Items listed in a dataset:
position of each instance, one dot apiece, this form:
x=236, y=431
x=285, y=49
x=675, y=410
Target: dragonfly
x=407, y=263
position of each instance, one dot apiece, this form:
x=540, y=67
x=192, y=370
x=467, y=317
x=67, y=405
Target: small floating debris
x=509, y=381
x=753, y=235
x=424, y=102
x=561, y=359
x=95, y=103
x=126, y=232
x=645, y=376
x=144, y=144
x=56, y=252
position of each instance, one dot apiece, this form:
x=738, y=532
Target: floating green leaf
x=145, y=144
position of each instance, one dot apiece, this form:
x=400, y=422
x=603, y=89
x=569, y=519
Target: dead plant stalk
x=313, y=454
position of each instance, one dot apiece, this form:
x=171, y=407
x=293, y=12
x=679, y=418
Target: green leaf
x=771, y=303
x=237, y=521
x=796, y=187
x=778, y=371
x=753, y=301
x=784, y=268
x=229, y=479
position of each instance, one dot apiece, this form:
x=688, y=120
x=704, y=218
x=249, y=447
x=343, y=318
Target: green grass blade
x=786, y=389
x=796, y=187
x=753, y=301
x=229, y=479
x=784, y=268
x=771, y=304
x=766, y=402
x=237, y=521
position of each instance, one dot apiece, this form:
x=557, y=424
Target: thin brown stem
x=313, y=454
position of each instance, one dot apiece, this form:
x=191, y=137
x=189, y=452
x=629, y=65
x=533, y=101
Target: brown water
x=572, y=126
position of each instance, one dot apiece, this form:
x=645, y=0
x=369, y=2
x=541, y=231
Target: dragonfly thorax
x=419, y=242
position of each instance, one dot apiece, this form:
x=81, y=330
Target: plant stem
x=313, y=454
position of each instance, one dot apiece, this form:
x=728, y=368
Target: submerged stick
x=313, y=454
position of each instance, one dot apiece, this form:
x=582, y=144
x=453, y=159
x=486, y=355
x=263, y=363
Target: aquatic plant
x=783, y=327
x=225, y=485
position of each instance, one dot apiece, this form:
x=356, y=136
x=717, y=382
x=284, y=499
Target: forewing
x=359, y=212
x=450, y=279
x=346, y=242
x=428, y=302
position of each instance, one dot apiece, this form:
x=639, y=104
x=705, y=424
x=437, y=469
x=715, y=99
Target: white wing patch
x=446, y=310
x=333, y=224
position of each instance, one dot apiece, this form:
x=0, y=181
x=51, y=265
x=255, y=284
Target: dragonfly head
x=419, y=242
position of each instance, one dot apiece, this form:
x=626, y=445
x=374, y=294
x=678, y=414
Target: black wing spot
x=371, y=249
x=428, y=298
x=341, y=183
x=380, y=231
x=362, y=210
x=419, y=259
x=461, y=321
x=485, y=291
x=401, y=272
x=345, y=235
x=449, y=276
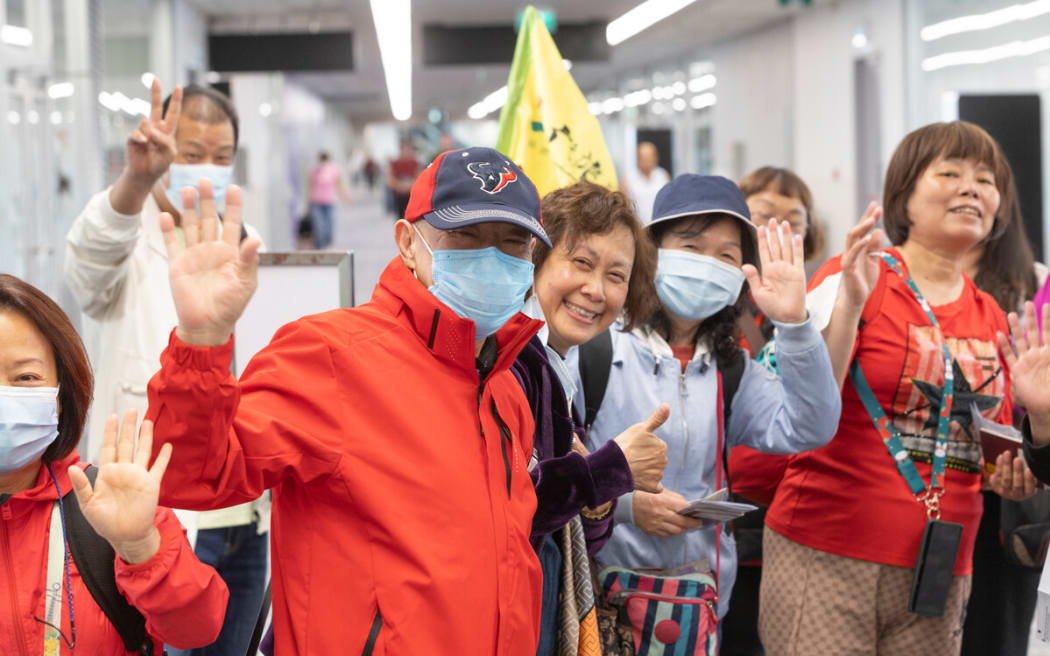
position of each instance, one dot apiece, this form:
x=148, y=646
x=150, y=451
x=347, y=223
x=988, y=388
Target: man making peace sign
x=117, y=267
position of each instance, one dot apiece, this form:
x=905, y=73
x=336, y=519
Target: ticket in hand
x=715, y=509
x=995, y=438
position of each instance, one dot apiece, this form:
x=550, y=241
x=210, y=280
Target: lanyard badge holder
x=940, y=542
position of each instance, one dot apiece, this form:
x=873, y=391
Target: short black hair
x=213, y=98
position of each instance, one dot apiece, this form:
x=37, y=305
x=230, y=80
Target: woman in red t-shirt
x=844, y=530
x=772, y=193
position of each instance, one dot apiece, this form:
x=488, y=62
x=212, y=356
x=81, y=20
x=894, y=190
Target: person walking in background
x=326, y=186
x=1004, y=592
x=401, y=174
x=642, y=183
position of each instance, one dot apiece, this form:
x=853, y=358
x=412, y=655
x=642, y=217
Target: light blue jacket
x=795, y=413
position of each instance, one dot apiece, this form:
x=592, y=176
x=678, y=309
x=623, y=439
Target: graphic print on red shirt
x=847, y=498
x=917, y=403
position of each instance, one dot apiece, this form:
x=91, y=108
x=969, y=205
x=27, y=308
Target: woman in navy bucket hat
x=681, y=356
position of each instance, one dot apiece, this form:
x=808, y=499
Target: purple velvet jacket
x=565, y=481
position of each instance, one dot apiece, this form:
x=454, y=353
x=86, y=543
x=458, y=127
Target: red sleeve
x=183, y=599
x=233, y=440
x=830, y=268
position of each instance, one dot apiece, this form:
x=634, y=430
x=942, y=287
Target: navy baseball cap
x=690, y=194
x=475, y=186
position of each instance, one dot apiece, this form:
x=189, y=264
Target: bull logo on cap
x=492, y=181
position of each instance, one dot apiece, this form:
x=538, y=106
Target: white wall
x=756, y=97
x=824, y=114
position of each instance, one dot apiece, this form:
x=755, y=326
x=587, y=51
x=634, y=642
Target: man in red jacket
x=393, y=435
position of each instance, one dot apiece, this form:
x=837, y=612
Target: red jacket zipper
x=12, y=588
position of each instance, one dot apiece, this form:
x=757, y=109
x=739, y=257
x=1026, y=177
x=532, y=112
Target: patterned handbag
x=666, y=612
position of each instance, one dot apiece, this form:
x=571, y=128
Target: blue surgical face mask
x=190, y=174
x=695, y=287
x=485, y=286
x=28, y=424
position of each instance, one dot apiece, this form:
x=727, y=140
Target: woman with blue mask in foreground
x=53, y=517
x=683, y=356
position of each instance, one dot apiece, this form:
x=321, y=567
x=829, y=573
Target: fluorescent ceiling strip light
x=985, y=21
x=13, y=35
x=60, y=89
x=1014, y=48
x=393, y=19
x=701, y=101
x=647, y=14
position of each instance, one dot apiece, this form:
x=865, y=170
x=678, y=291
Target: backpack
x=595, y=362
x=95, y=562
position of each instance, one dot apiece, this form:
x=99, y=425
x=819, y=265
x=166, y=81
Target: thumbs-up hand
x=645, y=452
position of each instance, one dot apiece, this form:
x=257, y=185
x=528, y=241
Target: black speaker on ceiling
x=1014, y=121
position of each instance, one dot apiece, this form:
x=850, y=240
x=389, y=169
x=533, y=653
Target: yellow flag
x=545, y=127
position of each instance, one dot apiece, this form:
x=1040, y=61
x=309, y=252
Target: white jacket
x=117, y=267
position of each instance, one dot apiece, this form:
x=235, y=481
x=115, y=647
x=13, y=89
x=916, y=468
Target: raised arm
x=183, y=600
x=860, y=273
x=235, y=439
x=799, y=409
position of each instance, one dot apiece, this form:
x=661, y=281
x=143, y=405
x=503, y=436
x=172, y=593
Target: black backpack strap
x=595, y=361
x=95, y=562
x=731, y=372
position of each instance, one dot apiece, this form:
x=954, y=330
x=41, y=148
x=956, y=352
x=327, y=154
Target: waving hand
x=212, y=278
x=779, y=291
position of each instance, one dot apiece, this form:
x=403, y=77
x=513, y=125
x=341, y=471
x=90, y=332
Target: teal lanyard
x=891, y=437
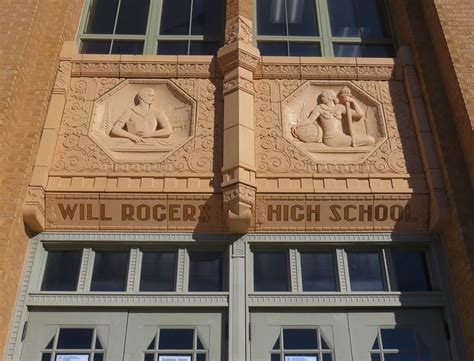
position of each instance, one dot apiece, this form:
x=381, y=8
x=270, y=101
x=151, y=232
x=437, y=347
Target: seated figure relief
x=142, y=120
x=326, y=122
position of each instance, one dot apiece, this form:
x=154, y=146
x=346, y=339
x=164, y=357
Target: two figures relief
x=330, y=119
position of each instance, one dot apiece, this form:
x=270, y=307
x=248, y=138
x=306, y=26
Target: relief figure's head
x=146, y=96
x=328, y=96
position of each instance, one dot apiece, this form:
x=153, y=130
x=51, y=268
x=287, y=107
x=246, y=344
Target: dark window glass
x=158, y=271
x=172, y=48
x=127, y=47
x=133, y=16
x=62, y=271
x=102, y=17
x=110, y=271
x=343, y=18
x=411, y=271
x=372, y=19
x=205, y=271
x=398, y=339
x=302, y=19
x=348, y=50
x=204, y=21
x=365, y=271
x=318, y=271
x=268, y=48
x=75, y=338
x=95, y=46
x=203, y=48
x=305, y=49
x=270, y=271
x=300, y=339
x=176, y=339
x=175, y=17
x=271, y=17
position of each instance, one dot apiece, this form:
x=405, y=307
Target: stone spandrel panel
x=144, y=122
x=299, y=132
x=104, y=129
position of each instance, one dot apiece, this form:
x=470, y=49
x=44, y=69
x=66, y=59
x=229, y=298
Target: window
x=110, y=271
x=158, y=271
x=72, y=343
x=205, y=271
x=353, y=28
x=365, y=271
x=399, y=344
x=270, y=271
x=187, y=27
x=62, y=271
x=296, y=343
x=176, y=342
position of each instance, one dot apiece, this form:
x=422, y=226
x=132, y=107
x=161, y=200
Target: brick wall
x=32, y=35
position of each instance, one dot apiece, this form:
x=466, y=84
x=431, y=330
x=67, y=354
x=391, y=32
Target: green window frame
x=152, y=36
x=325, y=38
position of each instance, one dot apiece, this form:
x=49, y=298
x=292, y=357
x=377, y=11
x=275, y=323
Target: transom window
x=294, y=344
x=352, y=28
x=74, y=344
x=185, y=27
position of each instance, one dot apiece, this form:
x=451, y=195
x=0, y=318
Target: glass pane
x=365, y=271
x=372, y=19
x=110, y=271
x=411, y=271
x=206, y=17
x=172, y=48
x=302, y=20
x=270, y=271
x=398, y=338
x=176, y=339
x=158, y=271
x=133, y=17
x=318, y=271
x=127, y=47
x=272, y=48
x=300, y=339
x=305, y=49
x=271, y=17
x=343, y=18
x=348, y=50
x=62, y=271
x=95, y=46
x=75, y=338
x=402, y=356
x=379, y=51
x=175, y=17
x=102, y=17
x=203, y=48
x=205, y=271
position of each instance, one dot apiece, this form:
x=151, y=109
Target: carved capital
x=239, y=203
x=238, y=29
x=238, y=54
x=34, y=209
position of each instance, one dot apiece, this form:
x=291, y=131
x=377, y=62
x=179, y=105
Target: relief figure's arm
x=165, y=126
x=118, y=131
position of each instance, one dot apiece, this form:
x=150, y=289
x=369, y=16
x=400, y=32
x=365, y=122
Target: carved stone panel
x=142, y=122
x=333, y=122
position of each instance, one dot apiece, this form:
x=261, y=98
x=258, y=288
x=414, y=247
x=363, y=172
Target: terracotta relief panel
x=117, y=125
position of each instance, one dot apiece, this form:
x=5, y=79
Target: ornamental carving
x=142, y=122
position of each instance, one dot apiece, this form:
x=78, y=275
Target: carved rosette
x=239, y=203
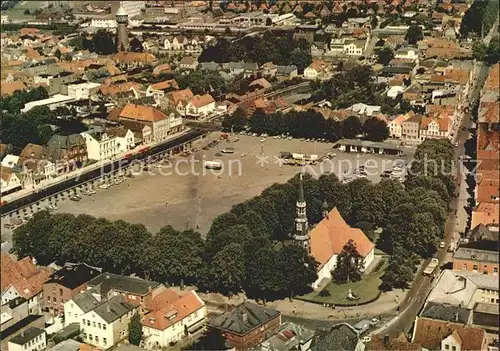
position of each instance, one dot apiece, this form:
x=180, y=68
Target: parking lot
x=184, y=194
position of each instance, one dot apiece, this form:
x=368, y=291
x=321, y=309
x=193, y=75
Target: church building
x=326, y=240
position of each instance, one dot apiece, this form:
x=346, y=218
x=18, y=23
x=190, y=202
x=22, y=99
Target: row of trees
x=278, y=47
x=417, y=223
x=479, y=18
x=307, y=124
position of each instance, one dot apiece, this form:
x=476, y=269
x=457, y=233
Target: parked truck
x=431, y=267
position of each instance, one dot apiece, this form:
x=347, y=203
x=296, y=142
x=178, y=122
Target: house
x=104, y=146
x=80, y=304
x=158, y=121
x=442, y=335
x=22, y=279
x=188, y=63
x=435, y=127
x=9, y=88
x=339, y=337
x=31, y=339
x=13, y=312
x=159, y=90
x=464, y=289
x=286, y=72
x=107, y=324
x=318, y=69
x=68, y=149
x=290, y=336
x=83, y=90
x=174, y=318
x=327, y=240
x=142, y=132
x=247, y=325
x=200, y=106
x=486, y=214
x=9, y=180
x=410, y=129
x=135, y=290
x=396, y=126
x=180, y=99
x=472, y=259
x=64, y=284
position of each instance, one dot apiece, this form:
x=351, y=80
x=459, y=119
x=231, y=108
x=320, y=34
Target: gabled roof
x=123, y=284
x=330, y=235
x=113, y=308
x=201, y=100
x=142, y=113
x=173, y=311
x=244, y=318
x=429, y=333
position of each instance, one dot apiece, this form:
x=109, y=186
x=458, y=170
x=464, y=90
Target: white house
x=101, y=146
x=435, y=128
x=180, y=317
x=318, y=69
x=200, y=105
x=80, y=304
x=83, y=90
x=9, y=180
x=31, y=339
x=107, y=324
x=406, y=54
x=327, y=240
x=395, y=126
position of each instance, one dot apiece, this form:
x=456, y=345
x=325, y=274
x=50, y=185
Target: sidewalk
x=386, y=304
x=77, y=172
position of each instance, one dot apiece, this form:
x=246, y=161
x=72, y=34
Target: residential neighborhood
x=264, y=175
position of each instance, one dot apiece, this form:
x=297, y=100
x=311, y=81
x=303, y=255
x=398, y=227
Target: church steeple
x=301, y=234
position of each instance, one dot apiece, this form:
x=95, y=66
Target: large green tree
x=349, y=264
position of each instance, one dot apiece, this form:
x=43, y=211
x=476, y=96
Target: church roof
x=330, y=235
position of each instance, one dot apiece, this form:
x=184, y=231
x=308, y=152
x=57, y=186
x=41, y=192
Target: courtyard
x=366, y=290
x=187, y=196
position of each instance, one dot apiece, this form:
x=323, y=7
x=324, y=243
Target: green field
x=366, y=289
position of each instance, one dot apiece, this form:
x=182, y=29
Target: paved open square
x=185, y=195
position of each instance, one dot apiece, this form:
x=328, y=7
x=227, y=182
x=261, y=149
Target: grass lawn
x=366, y=289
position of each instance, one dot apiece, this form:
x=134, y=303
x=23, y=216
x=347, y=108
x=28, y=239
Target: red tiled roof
x=173, y=312
x=142, y=113
x=13, y=271
x=430, y=332
x=10, y=88
x=332, y=233
x=201, y=100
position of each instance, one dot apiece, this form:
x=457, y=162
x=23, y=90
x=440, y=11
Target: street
x=422, y=285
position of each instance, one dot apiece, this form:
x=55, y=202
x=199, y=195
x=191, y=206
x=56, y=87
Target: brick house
x=64, y=284
x=137, y=291
x=247, y=325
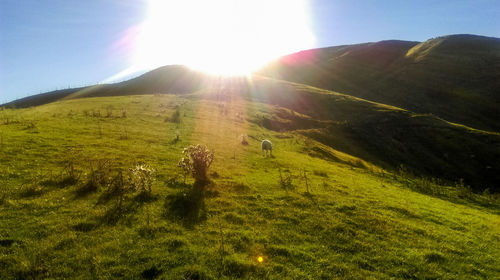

> What to work on: Give again, word for word, the lines from the one containing "x=23, y=216" through the last line of the entries, with pictures omitted and nothing added.

> Answer area:
x=23, y=216
x=347, y=108
x=28, y=239
Target: red tiled roof
x=173, y=312
x=142, y=113
x=13, y=271
x=430, y=332
x=10, y=88
x=332, y=233
x=201, y=100
position of each instance, one dot apiece, this form:
x=457, y=162
x=23, y=90
x=440, y=11
Target: street
x=422, y=285
position of each instance, one dot apiece, this form:
x=55, y=202
x=199, y=195
x=191, y=206
x=56, y=87
Target: brick house
x=64, y=284
x=137, y=291
x=247, y=325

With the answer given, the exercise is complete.